## Work instructions
Return only how many lines in the data include the string "engine".

-- Opening Marker --

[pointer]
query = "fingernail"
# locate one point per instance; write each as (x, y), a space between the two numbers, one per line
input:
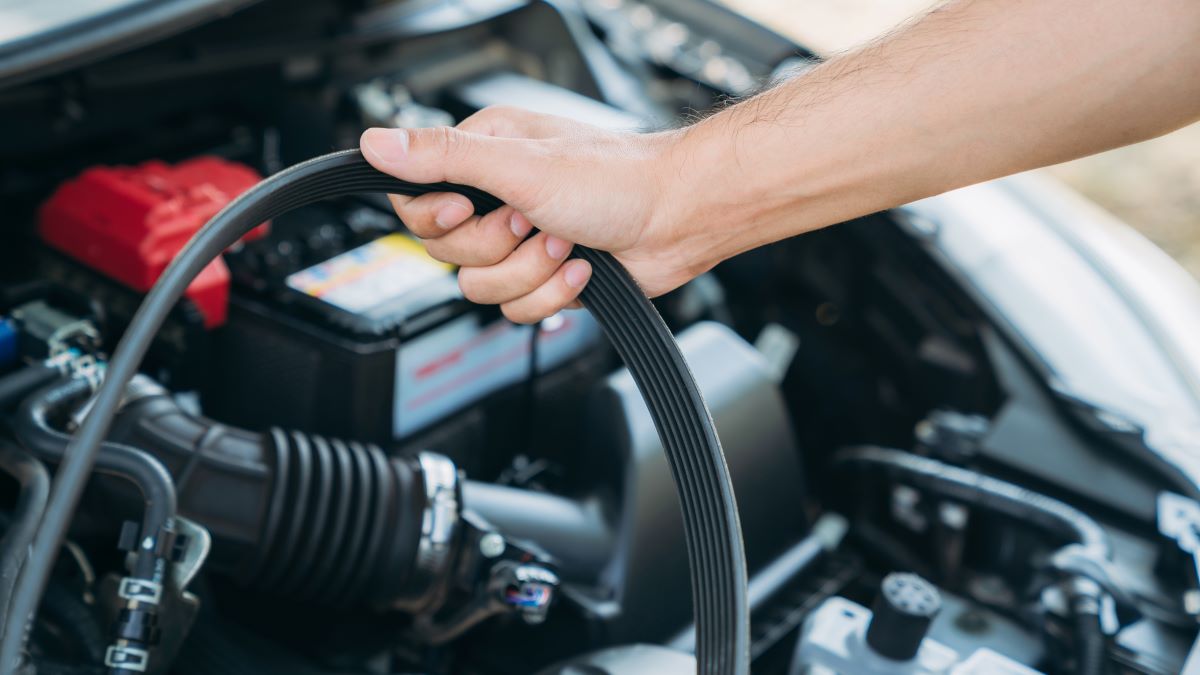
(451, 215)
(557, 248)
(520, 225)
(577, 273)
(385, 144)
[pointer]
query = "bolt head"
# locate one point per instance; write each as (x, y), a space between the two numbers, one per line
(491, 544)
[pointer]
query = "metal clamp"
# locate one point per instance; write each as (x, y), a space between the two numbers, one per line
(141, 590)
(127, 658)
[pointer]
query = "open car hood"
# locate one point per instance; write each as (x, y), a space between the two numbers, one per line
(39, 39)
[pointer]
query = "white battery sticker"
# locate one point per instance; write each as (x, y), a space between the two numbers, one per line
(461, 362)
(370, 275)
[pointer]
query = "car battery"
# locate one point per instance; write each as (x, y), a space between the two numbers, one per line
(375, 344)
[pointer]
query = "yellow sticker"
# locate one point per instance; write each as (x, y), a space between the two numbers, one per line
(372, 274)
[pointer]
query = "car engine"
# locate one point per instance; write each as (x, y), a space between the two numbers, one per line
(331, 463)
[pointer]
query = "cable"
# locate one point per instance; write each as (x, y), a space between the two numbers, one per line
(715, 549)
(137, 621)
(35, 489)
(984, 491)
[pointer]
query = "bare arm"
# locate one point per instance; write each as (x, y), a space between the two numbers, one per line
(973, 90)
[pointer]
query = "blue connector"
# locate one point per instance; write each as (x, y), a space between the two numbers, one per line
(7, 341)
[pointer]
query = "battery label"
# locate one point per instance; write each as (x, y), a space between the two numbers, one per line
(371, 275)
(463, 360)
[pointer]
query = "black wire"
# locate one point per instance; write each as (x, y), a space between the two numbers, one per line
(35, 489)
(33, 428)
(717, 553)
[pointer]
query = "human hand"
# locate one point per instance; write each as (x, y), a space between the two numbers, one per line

-- Closing Marker --
-- Opening Marker --

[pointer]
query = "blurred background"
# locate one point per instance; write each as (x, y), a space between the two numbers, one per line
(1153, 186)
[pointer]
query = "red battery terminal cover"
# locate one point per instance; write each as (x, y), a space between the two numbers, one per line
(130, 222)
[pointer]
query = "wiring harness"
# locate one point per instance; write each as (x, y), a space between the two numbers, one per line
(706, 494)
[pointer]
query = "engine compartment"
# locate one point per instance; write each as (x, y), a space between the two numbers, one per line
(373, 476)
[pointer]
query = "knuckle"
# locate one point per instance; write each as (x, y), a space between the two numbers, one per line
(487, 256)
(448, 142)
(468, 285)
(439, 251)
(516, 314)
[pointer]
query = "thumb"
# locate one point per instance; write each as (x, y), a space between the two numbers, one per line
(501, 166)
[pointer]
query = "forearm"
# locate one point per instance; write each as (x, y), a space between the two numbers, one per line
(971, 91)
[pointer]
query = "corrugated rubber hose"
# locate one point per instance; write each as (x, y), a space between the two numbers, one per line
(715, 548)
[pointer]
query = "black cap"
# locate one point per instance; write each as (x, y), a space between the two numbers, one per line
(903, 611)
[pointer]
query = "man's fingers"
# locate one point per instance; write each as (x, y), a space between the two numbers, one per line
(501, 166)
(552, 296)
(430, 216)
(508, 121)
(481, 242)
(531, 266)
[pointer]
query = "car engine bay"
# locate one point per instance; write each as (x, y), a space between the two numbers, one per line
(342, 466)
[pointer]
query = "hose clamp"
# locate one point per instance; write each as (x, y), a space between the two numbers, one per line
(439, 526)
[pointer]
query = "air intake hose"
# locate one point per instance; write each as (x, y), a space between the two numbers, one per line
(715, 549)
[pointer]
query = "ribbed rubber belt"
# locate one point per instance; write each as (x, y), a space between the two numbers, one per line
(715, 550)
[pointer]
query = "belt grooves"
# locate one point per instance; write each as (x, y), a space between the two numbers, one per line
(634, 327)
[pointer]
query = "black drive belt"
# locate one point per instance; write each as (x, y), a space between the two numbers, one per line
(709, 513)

-- Closing Marker --
-- Opening Marker --

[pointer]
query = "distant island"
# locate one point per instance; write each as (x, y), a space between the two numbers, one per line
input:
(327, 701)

-- Closing Marker --

## Finished task
3